Entries taken from a collection
Start
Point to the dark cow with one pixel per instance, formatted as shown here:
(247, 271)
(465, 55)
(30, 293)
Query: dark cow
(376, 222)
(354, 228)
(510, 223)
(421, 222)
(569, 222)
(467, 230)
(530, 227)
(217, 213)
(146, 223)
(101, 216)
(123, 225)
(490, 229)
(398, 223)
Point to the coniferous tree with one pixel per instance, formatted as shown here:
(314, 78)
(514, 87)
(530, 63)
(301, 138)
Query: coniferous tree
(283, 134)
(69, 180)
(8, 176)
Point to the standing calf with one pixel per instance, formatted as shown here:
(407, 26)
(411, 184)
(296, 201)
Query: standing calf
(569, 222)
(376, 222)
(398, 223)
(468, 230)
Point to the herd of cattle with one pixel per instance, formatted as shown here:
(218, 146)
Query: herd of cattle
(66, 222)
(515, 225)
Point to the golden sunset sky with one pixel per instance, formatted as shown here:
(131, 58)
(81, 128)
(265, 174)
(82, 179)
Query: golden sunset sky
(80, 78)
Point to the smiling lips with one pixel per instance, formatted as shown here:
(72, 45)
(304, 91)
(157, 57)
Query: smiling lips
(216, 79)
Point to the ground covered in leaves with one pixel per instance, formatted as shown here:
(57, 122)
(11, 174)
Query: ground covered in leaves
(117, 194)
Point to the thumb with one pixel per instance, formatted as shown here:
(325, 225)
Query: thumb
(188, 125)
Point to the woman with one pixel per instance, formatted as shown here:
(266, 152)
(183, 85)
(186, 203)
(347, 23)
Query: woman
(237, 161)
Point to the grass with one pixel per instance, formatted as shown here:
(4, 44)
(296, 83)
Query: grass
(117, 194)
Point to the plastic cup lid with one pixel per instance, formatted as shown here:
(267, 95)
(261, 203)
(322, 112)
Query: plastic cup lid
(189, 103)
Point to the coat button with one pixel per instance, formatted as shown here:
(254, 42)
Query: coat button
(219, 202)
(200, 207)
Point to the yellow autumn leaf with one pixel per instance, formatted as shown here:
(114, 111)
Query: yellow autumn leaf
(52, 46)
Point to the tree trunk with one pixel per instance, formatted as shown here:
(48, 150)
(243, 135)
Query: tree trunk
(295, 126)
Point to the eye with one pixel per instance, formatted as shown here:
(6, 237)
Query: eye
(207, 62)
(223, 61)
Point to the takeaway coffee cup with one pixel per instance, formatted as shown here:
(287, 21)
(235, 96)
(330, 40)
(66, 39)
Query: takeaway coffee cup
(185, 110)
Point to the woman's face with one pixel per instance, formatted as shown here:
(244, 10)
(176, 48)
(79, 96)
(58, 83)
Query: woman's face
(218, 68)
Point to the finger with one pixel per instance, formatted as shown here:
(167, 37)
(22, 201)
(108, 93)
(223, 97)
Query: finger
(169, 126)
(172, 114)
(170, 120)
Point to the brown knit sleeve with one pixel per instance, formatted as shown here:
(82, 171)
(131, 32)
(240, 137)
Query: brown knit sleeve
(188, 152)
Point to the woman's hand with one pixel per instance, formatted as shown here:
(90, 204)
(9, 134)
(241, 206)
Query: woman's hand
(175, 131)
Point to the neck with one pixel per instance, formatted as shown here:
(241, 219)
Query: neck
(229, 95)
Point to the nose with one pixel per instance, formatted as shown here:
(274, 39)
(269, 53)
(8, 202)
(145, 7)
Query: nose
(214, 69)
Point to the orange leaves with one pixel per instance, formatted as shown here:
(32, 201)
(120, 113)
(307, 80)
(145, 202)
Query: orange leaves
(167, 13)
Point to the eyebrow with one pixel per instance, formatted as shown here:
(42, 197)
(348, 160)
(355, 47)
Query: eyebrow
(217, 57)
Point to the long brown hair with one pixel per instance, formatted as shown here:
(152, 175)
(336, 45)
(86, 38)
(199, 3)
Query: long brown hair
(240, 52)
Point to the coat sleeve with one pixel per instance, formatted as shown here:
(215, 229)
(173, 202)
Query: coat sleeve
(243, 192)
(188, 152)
End
▶ _YOUR TASK_
Could you repeat all of the entries above, word for word?

▶ _ANSWER TO THIS PROBLEM_
Point to the dark cow with one pixel per instance, formatted as shown here:
(247, 271)
(465, 55)
(30, 293)
Query: dark cow
(376, 222)
(354, 228)
(510, 223)
(421, 222)
(569, 222)
(467, 230)
(530, 227)
(217, 213)
(146, 223)
(101, 216)
(123, 225)
(490, 229)
(398, 223)
Point to the coniferous tree with one pixel per instance, formatted as shown here:
(314, 78)
(514, 87)
(530, 63)
(301, 138)
Query: coniferous tree
(283, 134)
(69, 180)
(8, 176)
Point to the standing calf with one pixel per instance, formatted as shown here:
(407, 26)
(411, 184)
(296, 201)
Query: standing calf
(569, 222)
(376, 222)
(398, 223)
(468, 230)
Point to the herd of cattle with one pixel per instance, formatted as shown here:
(218, 146)
Query: herd of cattle
(66, 222)
(515, 225)
Point to the golden sunset sky with one pixel per instance, formatted as shown here:
(131, 58)
(81, 128)
(265, 174)
(82, 179)
Query: golden sunset sky
(80, 78)
Point to the smiling lips with one pixel per instance, formatted as shown here:
(72, 45)
(304, 91)
(157, 57)
Query: smiling lips
(216, 79)
Point to the ground covered in leaves with one pixel per instance, formatted as shown here:
(57, 122)
(11, 174)
Query: ground covered in leaves
(117, 194)
Point to the thumb with one pixel per instance, formatted as shown here:
(325, 225)
Query: thumb
(188, 125)
Point to the woman with one pixel per instance, formatted as shown here:
(266, 152)
(183, 85)
(186, 203)
(347, 23)
Query: woman
(237, 161)
Point to the grass with one pixel per instance, formatted as shown here:
(4, 44)
(296, 83)
Query: grass
(117, 194)
Point to the plastic cup lid with one pixel per instance, formatted as shown here:
(267, 95)
(261, 203)
(322, 112)
Query: plastic cup lid
(189, 103)
Point to the coat button with one pixel per instance, formatted as shown here:
(254, 42)
Query: coat button
(219, 202)
(200, 207)
Point to the yellow autumn leaf with one pixel per instance, formatted as shown here:
(114, 111)
Query: yellow autumn leaf
(52, 46)
Point to the tree trunk with one pixel per instance, formatted as shown here:
(48, 150)
(243, 135)
Query: tree trunk
(295, 126)
Point to the eye with one pixel per instance, formatted as shown here:
(6, 237)
Query: eye
(207, 62)
(223, 61)
Point to the takeaway coffee cup with one pixel per instance, formatted as shown here:
(287, 21)
(235, 96)
(330, 40)
(66, 39)
Query: takeaway coffee cup
(185, 110)
Point to the woman's face with one pixel per instance, formatted as shown here:
(244, 10)
(176, 48)
(79, 96)
(58, 83)
Query: woman's face
(218, 68)
Point to the finger with one pixel per instance, formatted as shown here:
(167, 37)
(22, 201)
(108, 93)
(223, 97)
Query: finger
(169, 126)
(172, 114)
(170, 120)
Point to the brown knit sleeve with one pixel per instance, formatted as shown here:
(82, 171)
(131, 32)
(240, 137)
Query: brown knit sleeve
(188, 152)
Point to the woman's hand with one pixel per instance, formatted as shown here:
(90, 204)
(9, 134)
(241, 206)
Query: woman's hand
(175, 131)
Point to the neck with one pixel per instance, formatted as shown here:
(241, 219)
Query: neck
(229, 95)
Point to the nose with one pixel per instance, formatted as shown here:
(274, 39)
(269, 53)
(8, 202)
(145, 7)
Query: nose
(214, 69)
Point to the orange leaves with one pixel per instance, formatted as shown here:
(32, 201)
(120, 113)
(307, 80)
(145, 202)
Query: orange leaves
(167, 13)
Point to the eyebrow with one pixel per instance, formatted as shown here:
(42, 197)
(348, 160)
(355, 47)
Query: eyebrow
(217, 57)
Point to the long brown hair with one pixel per instance, formatted as shown here:
(152, 175)
(336, 45)
(86, 38)
(199, 3)
Query: long brown hair
(240, 52)
Point to the coat sleeve with one pixel per instance, formatted as shown here:
(215, 229)
(173, 202)
Query: coat sleeve
(243, 192)
(188, 152)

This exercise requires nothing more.